— EXTRAIT DU TEXTE —
──────────

YA : Lorsque le procédé est bien contrôlé, le biogaz récupéré contient entre 40 et 60 % de méthane. Le reste est constitué de dioxyde de carbone et de quelques polluants corrosifs comme l’hydrogène sulfuré. Dans les centres d’enfouissement techniques, le biogaz peut aussi contenir des siloxanes, des molécules organiques faites de carbone et de silice qui, lorsqu’elles sont brulées, forment des cristaux de silice qui dégradent les moteurs. Le biogaz est donc toujours traité pour éliminer ces polluants, et parfois purifié pour en retirer le dioxyde de carbone afin d’obtenir du biométhane.
KL : En dehors des aspects microbiologiques que nous laissons à d’autres laboratoires plus spécialisés, nous avons l’expertise pour intervenir sur toutes les étapes du procédé de méthanisation, dont cette phase de séparation. Une des équipes d’IMT Atlantique travaille donc sur le captage du dioxyde de carbone, afin de purifier le biogaz et produire du biométhane, en utilisant moins de solvants. Une fois séparés, le dioxyde de carbone peut être récupéré par les industriels pour divers usages, et le biométhane dédié à être injecté dans le réseau de gaz naturel est conditionné, avec une compression, une odorisation, etc.
La variabilité des déchets organiques a-t-elle un impact sur le gaz produit ?
YA : Le méthane est une molécule très simple, un atome de carbone et quatre atomes d’hydrogène (CH4). Qu’il soit produit par méthanation de synthèse, voie biologique ou dans une panse de vache, sa composition ne change pas. Seule la pureté de ce qui est produit diffère. En revanche, l’approvisionnement peut poser problème. La biomasse agricole surtout est produite de façon saisonnière, or les réacteurs de méthanisation doivent fonctionner toute l’année. Les matières organiques étant fermentescibles, elles se dégradent et peuvent difficilement être conservées.
Une autre solution est de faire de la gazéification à partir de la biomasse sèche ou de combustibles solides de récupération. Il faut donc choisir la meilleure solution en fonction du bilan énergétique : ce n’est clairement pas pertinent de sécher du lisier de vache, mais pourquoi pas d’autres matières premières de valeur, avec un fort potentiel.
L’alternative est de faire de la codigestion, c’est-à-dire de mixer les intrants, les matières premières qui alimentent le réacteur. Nous réalisons alors des tests en laboratoire pour analyser le potentiel méthanogène de différents substrats organiques, avec l’objectif de fournir un mélange garantissant un bon rendement de production de biogaz.

──────────

— DONNÉES FOURNIES —
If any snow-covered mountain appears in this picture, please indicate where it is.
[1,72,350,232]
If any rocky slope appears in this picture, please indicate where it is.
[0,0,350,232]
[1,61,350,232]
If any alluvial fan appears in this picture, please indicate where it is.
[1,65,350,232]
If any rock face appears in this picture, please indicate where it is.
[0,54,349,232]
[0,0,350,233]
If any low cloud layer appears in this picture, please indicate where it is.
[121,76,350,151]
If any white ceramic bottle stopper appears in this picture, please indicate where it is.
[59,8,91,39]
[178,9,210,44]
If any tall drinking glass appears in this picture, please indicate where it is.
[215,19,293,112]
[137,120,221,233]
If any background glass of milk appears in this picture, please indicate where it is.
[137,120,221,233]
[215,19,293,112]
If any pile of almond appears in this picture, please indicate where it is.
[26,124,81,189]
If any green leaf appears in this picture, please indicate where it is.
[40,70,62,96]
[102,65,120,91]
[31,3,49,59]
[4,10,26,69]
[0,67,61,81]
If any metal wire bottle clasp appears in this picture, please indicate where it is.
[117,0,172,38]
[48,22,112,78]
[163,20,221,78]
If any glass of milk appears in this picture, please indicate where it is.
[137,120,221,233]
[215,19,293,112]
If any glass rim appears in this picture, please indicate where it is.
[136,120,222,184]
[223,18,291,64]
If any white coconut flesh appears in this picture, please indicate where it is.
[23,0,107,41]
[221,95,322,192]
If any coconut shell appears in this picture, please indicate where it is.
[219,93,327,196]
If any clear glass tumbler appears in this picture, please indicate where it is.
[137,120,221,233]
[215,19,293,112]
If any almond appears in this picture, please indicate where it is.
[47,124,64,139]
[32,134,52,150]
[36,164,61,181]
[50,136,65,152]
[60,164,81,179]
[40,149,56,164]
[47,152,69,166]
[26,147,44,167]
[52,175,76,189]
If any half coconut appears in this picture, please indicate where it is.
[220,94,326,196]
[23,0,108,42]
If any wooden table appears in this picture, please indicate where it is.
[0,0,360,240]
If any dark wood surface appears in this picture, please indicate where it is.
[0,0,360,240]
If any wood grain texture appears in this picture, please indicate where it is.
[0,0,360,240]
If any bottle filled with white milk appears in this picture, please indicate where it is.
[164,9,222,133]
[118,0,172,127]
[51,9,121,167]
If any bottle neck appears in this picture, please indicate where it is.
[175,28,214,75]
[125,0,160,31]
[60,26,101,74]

──────────

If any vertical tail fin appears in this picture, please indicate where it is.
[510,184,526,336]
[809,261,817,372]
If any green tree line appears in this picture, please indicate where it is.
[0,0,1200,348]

──────────

— TÂCHE ASSIGNÉE —
Rédigez la suite du texte consacré à la méthanisation et au biogaz, à partir de sa dernière phrase.

— RÉSULTAT OBTENU —
Quelles sont les utilisations du biométhane ?
YA : Une partie du biogaz est bien sûr valorisée dans les machines thermiques. Il n’est pas rare de croiser à Paris des bus qui roulent au biométhane, issu de décharges. Mais les installations de méthanisation s’orientent beaucoup plus vers l’injection, incitées par les opérateurs comme GRDF pour avoir plus de gaz vert dans leur réseau. D’ici 2030, la part des énergies renouvelables doit représenter 32 % de la consommation d’énergie en France, et le biogaz va prendre une part de plus en plus importante dans le bouquet énergétique.
Pour les exploitations agricoles, la méthanisation devient de fait une source supplémentaire de rémunération. Or chaque étape de procédé à ajouter, pour valoriser le biogaz jusqu’à l’obtention d’un biométhane « injectable » dans le réseau, a un coût énergétique et économique. Plus les exploitations veulent un gaz purifié, plus elles doivent produire pour rentrer dans leurs frais.
Cela soulève évidemment beaucoup de questions, car pour répondre à l’équilibre financier, il faut des méthaniseurs de très grande taille, et donc beaucoup de biomasses pour les alimenter. Cela implique potentiellement de faire venir des biomasses en provenance d’autres sites, avec un coût énergétique significatif, voire de pousser à la culture de biomasse qui serait uniquement destinée à produire de l’énergie, comme cela a été observé en Allemagne. C’est pourquoi il est primordial de réaliser au cas par cas des bilans énergétiques – qui font partie des outils techniques que nous maîtrisons au laboratoire – afin d’établir si la balance énergétique et économique est favorable.